*** INPUT DATA ***

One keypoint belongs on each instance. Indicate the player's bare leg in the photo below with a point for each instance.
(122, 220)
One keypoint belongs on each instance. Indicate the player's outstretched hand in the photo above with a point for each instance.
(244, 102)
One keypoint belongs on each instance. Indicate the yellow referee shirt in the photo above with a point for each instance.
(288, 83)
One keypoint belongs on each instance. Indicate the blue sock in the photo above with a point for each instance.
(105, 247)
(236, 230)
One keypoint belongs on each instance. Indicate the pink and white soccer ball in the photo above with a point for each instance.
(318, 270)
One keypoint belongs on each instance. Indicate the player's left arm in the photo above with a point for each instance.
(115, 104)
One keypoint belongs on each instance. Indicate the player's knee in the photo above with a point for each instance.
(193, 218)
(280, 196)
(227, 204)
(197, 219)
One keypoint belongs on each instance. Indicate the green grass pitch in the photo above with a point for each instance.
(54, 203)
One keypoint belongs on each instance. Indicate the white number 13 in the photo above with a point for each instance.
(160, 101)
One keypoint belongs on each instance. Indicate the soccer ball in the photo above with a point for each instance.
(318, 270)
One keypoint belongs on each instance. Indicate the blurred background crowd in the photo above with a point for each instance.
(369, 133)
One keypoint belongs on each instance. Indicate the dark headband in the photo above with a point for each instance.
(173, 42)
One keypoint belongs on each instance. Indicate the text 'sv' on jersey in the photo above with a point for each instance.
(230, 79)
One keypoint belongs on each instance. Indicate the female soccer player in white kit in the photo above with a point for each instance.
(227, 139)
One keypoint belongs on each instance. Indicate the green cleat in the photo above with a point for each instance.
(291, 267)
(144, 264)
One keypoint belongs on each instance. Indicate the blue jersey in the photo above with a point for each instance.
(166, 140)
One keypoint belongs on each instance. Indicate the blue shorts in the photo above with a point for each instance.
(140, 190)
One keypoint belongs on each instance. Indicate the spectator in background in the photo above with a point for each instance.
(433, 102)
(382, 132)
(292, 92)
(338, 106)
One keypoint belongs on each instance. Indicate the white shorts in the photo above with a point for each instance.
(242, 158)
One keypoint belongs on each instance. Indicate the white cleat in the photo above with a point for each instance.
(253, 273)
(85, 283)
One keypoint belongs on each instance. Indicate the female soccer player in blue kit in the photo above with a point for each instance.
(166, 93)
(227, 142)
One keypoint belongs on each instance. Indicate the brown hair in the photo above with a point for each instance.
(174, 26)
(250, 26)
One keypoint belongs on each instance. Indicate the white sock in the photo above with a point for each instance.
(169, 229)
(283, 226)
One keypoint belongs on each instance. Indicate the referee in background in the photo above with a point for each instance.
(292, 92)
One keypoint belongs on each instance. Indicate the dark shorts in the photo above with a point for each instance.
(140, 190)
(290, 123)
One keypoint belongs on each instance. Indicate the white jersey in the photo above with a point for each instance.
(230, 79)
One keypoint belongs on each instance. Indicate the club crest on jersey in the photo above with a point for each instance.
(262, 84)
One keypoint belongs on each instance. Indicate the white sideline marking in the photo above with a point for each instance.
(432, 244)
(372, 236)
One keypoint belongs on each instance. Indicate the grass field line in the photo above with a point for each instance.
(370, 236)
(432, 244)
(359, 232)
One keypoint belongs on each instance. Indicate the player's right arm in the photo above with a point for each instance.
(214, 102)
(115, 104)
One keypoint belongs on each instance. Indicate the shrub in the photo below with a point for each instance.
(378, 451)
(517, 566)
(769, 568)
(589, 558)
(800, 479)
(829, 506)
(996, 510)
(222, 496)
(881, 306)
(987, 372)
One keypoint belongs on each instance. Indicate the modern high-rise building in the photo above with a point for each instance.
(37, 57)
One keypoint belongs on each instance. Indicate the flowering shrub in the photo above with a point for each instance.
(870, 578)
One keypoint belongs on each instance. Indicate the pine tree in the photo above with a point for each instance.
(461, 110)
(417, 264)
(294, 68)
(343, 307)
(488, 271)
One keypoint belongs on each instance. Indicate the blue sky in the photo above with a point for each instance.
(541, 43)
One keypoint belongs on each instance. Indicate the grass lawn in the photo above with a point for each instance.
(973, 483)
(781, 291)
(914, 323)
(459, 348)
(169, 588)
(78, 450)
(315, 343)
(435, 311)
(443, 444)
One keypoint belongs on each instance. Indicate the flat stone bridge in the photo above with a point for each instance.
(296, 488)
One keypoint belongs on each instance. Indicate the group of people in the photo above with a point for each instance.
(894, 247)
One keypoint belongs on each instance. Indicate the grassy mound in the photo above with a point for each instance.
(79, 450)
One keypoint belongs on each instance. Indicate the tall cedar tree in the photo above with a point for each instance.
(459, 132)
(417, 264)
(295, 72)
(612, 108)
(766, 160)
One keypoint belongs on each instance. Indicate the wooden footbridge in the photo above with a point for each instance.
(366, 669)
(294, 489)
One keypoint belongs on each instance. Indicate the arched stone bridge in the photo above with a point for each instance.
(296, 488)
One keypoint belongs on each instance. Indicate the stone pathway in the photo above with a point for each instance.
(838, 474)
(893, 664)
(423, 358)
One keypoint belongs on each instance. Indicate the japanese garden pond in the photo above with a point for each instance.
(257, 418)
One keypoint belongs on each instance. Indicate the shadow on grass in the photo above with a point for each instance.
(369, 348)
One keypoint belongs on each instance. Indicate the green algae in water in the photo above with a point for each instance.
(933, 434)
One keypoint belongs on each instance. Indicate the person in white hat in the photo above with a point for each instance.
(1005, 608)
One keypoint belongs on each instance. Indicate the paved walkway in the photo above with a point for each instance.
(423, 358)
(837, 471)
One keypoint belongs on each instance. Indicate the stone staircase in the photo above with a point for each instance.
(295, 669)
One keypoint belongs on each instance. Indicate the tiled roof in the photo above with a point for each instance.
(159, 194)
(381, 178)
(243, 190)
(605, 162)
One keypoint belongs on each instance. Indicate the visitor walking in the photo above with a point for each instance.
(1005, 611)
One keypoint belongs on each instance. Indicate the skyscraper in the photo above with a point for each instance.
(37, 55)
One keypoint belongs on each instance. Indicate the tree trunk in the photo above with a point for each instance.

*** End of INPUT DATA ***

- [EXERCISE AIM] Please quote the records above exactly, without skipping a line.

- [WORKED SOLUTION]
One keypoint belongs on each instance. Indicate the player's bare leg in the photo below with a point for each instance.
(122, 220)
One keypoint belongs on each instance. Indicate the player's outstretched hand in the photo above with a point for each instance.
(244, 102)
One keypoint belongs on each instance. Indicate the yellow referee shirt in the photo above with a point for each instance.
(288, 83)
One keypoint belongs on each instance. Indicate the blue sock in the photo above with a point for each instance.
(105, 247)
(236, 230)
One keypoint belongs on each instance. Indicate the pink and white soccer ball in the photo above with a point for each instance.
(318, 270)
One keypoint belongs on each instance. Indicate the player's left arm in the photo above with a point for each instance.
(115, 104)
One keypoint belongs on each instance. Indicate the player's knee in the photo above with a point for each instance.
(193, 218)
(280, 196)
(227, 204)
(197, 219)
One keypoint belongs on each instance. Indicate the green grass pitch in the photo above with a point for each instance.
(54, 203)
One keypoint belongs on each instance. Indicate the white number 13 in the photo above with a point for each instance.
(160, 101)
One keypoint belongs on each instance. Indicate the soccer ball in the photo above with a point for each instance.
(318, 270)
One keypoint belongs on each instance. Indicate the blurred background crowd in the photo above with a point for each instance.
(369, 133)
One keypoint belongs on each instance. Indicate the dark headband in the photo above with a point for each instance.
(173, 42)
One keypoint belongs on each instance. Indicate the text 'sv' on jersey in the photo above with a point for each instance.
(230, 79)
One keypoint belongs on each instance. Indicate the female soccer player in white kit in the photo above with a point for each instance.
(227, 139)
One keypoint belongs on each instance. Indicate the green cleat in the photo above with a point for each instance.
(291, 267)
(144, 264)
One keypoint belongs on each instance. Indicate the blue jersey in the photo above with a point for each instance.
(166, 140)
One keypoint belongs on each instance. Indicate the blue shorts in the photo above with a point for each instance.
(140, 190)
One keypoint belongs on each instance. Indicate the spectator in background in the photo above with a point for each instance.
(433, 102)
(382, 132)
(292, 92)
(338, 106)
One keypoint belongs on each instance. Indicate the white shorts in the photo above with a point for each instance.
(242, 158)
One keypoint belongs on each instance. Indicate the white cleat in the photo above with a point for each instance.
(253, 273)
(85, 283)
One keypoint belongs on each instance. Indicate the female soccer player in blue kit in the photo above with a point for each instance.
(166, 93)
(227, 142)
One keypoint belongs on each instance. Indicate the brown hair in the photo above with a point for each instance.
(174, 26)
(250, 26)
One keypoint belongs on each instance. Indicate the white sock in the photo above with a point for each instance.
(169, 229)
(283, 226)
One keypoint belongs on each instance. Indicate the referee in background in the photo above with a point for each instance.
(292, 92)
One keypoint belongs on each instance. Indicate the dark shorts in the photo above with a point for each instance.
(140, 190)
(290, 123)
One keypoint belongs on each instance. Indicate the white jersey in the photo above with a point for each instance.
(230, 79)
One keypoint belongs on each instance. Indicate the club crest on jersey in the photo above with a point for each instance.
(262, 84)
One keypoint belongs on each instance. Indicate the white sideline marking in the photo above with a point for each instance.
(432, 244)
(372, 236)
One keypoint belongs on each instance. Indicate the grass field line in the photo above with a point for each instance.
(370, 236)
(432, 244)
(359, 232)
One keypoint belongs on each instance. Indicate the player's right arm in the photo above with a point for each instance.
(214, 102)
(115, 104)
One keypoint belongs on each instance. Indicate the shrub in the photo below with a point for each instance.
(378, 451)
(517, 566)
(769, 568)
(589, 558)
(800, 479)
(829, 506)
(996, 510)
(222, 496)
(881, 306)
(987, 372)
One keypoint belongs on each instance. Indicate the modern high-rise building in the photo above with a point for each instance.
(37, 57)
One keypoint belongs on each instance. Indicate the flowering shrub in the photo above with a point for each instance.
(870, 578)
One keypoint belongs on each instance. Indicate the pine tree in the photo above with a point for each instance.
(461, 110)
(417, 264)
(294, 68)
(343, 307)
(488, 271)
One keypoint belongs on each instance. Indicate the blue sky in the photo above with a point for each instance.
(541, 43)
One keypoint belongs on each instance. Indicate the grass lawn in the photo above with a point for each instance.
(973, 483)
(781, 291)
(914, 323)
(459, 348)
(169, 588)
(78, 450)
(315, 343)
(435, 311)
(443, 444)
One keypoint belongs on each instance. Indicate the flat stone bridge in the photo above with a point for each instance.
(296, 488)
One keypoint belongs on each instance. Indicate the group of people in the photo above with a point for each instance.
(894, 247)
One keypoint belongs on each instance. Indicate the grassy mound in the photo above with a point for each instance.
(79, 450)
One keypoint belongs on each instance. Indicate the tall cedar tree in the photo above with a point for each instance.
(459, 132)
(417, 264)
(295, 72)
(612, 108)
(766, 160)
One keypoint belongs on each instance. Indicate the wooden footbridge in the photo above with a point for each instance.
(366, 669)
(294, 489)
One keypoint belongs on each instance. Indicate the arched stone bridge in the photo above with a point for each instance.
(296, 488)
One keypoint belongs on each instance. Indicate the stone pathway in the photo above with a point for each instance.
(838, 474)
(893, 664)
(423, 358)
One keypoint belongs on each instance. Indicate the japanese garden pond in the photo above with a point for each instance.
(257, 418)
One keypoint belongs on each instance. Indicate the shadow on grass in the photo above with a point for each instance.
(369, 348)
One keypoint belongs on each instance. Indicate the green algae in water in the photo above with a point for each instance.
(933, 434)
One keypoint belongs on each instance. Indicate the person in white hat in the photo above with a point for each instance.
(1005, 608)
One keypoint belongs on each instance. Indicate the paved walkway in the photo above with a point for each instance.
(423, 358)
(837, 471)
One keypoint belongs on each instance. Indicate the stone staircase in the photo above with a point for each instance.
(295, 669)
One keypoint belongs on each instance. Indicate the tiled roof in the photo above with a point for each instance.
(159, 194)
(381, 178)
(243, 190)
(605, 162)
One keypoint belongs on each instance. Indicate the visitor walking in the photo above with a point for each instance.
(1005, 611)
One keypoint belongs on each instance. Indicate the skyscraper in the photo above with a point for each instance.
(37, 55)
One keypoint belongs on each instance. Indicate the tree trunk in the photo above with a point for each instance.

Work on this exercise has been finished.